● PROBLEM STATEMENT: Once the line with "Task: Expected behaviour is that every instance of the tile" is reached, output it and every line after it, exactly, through the end of the records below. Pictures are skipped.

● Saved entries:

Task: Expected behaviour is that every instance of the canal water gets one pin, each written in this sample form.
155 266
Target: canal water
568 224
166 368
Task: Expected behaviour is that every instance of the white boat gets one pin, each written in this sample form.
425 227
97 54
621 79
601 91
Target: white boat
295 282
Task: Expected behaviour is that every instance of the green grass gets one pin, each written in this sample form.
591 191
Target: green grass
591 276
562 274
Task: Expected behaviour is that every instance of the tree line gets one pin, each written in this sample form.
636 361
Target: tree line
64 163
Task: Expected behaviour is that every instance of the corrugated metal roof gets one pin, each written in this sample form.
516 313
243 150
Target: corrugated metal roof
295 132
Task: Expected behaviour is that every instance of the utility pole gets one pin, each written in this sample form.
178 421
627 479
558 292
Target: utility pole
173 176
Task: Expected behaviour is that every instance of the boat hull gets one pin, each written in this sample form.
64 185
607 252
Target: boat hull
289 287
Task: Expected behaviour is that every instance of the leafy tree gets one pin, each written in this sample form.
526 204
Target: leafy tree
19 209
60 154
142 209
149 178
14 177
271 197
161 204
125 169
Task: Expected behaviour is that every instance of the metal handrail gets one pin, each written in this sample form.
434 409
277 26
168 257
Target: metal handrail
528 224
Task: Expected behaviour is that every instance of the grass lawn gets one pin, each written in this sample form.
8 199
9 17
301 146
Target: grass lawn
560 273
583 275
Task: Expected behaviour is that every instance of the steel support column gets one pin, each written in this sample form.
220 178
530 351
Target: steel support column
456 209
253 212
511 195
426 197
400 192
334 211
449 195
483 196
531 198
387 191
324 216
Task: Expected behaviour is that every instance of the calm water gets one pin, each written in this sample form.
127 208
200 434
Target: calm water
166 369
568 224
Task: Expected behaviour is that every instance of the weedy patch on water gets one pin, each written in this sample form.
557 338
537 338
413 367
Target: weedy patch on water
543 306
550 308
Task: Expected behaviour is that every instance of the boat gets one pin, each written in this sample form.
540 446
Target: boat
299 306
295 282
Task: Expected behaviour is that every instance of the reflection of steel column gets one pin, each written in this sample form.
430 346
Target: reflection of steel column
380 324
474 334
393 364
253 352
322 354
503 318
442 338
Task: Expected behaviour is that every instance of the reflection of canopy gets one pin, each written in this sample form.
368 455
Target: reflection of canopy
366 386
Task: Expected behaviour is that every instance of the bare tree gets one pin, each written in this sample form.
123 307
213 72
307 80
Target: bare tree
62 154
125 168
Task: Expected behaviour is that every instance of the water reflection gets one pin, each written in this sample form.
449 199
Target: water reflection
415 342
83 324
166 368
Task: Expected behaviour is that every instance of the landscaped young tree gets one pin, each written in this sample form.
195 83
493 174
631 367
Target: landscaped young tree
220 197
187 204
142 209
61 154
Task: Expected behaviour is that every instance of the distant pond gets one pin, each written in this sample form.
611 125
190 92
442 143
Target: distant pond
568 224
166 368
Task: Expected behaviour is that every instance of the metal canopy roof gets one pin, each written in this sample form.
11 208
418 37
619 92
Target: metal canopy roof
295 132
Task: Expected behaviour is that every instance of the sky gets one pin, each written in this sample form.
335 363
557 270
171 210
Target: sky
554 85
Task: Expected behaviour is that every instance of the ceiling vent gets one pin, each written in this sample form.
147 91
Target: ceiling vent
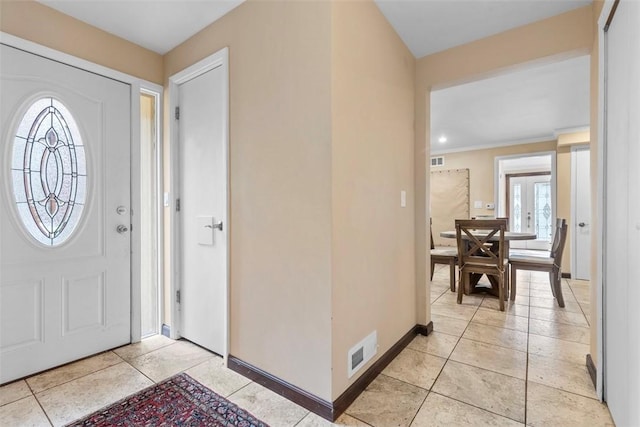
437 161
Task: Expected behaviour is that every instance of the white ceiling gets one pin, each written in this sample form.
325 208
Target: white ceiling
156 25
529 105
429 26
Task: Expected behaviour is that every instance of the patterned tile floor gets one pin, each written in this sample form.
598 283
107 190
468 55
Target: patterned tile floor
479 367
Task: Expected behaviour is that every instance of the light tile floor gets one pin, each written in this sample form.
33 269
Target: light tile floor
479 367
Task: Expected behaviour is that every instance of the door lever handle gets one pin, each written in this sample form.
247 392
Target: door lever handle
217 225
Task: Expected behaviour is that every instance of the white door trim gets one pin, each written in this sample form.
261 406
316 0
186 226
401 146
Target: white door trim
218 59
136 85
574 188
598 281
500 200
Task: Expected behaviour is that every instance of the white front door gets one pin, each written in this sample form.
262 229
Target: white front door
203 209
530 210
580 161
64 191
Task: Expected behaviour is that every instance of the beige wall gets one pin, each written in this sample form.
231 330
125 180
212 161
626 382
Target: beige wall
372 161
321 145
566 35
40 24
280 184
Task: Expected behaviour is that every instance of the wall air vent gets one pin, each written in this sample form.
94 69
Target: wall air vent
437 161
361 353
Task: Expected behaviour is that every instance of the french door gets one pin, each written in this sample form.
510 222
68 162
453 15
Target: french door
530 209
64 213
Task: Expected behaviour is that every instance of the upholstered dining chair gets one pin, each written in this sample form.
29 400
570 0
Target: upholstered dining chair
444 255
551 265
482 250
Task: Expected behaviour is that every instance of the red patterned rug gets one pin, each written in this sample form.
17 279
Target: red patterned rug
177 401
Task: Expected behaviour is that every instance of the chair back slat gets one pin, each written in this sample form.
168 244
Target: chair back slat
557 252
475 239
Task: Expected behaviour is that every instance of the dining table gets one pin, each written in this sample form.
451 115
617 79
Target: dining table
474 279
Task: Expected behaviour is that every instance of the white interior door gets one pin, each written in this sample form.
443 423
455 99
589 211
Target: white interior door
64 191
621 267
203 209
530 210
581 252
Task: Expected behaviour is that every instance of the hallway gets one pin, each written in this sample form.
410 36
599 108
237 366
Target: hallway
478 367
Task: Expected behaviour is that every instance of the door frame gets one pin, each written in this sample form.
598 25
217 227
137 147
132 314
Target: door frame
507 178
136 85
598 230
574 213
500 200
217 59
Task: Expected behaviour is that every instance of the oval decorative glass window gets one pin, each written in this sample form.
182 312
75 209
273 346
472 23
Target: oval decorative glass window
49 172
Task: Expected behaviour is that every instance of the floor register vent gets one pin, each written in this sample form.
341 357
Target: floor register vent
361 353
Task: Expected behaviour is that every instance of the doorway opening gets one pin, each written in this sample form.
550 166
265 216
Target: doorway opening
150 211
526 194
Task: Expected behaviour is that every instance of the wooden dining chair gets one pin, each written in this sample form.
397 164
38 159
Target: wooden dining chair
481 250
444 255
552 264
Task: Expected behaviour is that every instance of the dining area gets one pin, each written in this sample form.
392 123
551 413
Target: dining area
486 263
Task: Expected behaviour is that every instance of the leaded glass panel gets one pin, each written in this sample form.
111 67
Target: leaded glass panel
517 208
49 171
543 223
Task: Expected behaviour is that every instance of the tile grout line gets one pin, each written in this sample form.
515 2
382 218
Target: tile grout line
74 379
474 406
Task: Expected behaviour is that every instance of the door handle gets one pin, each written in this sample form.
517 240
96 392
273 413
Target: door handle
217 225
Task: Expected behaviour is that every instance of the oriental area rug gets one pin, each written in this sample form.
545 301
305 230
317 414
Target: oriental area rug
177 401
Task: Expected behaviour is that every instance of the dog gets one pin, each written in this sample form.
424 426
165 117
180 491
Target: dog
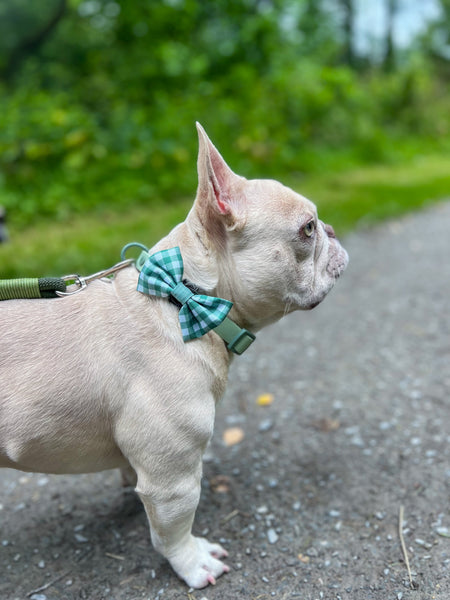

● OUTPUT BELOW:
Task: Expected behaviour is that every instance of the tile grout line gets one pin, each written in this sample form.
515 2
382 218
Target: tile grout line
74 379
474 406
Task: Expected behaviour is that every instance of the door handle gets one pin, each written in this sample form.
517 240
96 392
273 413
Target: door handle
217 225
Task: Expected behaviour is that every instance of the oriental area rug gets one pin, each written in this sample form.
545 301
305 230
317 414
Target: oriental area rug
177 401
Task: Expected behaviour is that every instance of the dog gets one pin, each written in this sample form.
424 426
165 117
180 491
Target: dog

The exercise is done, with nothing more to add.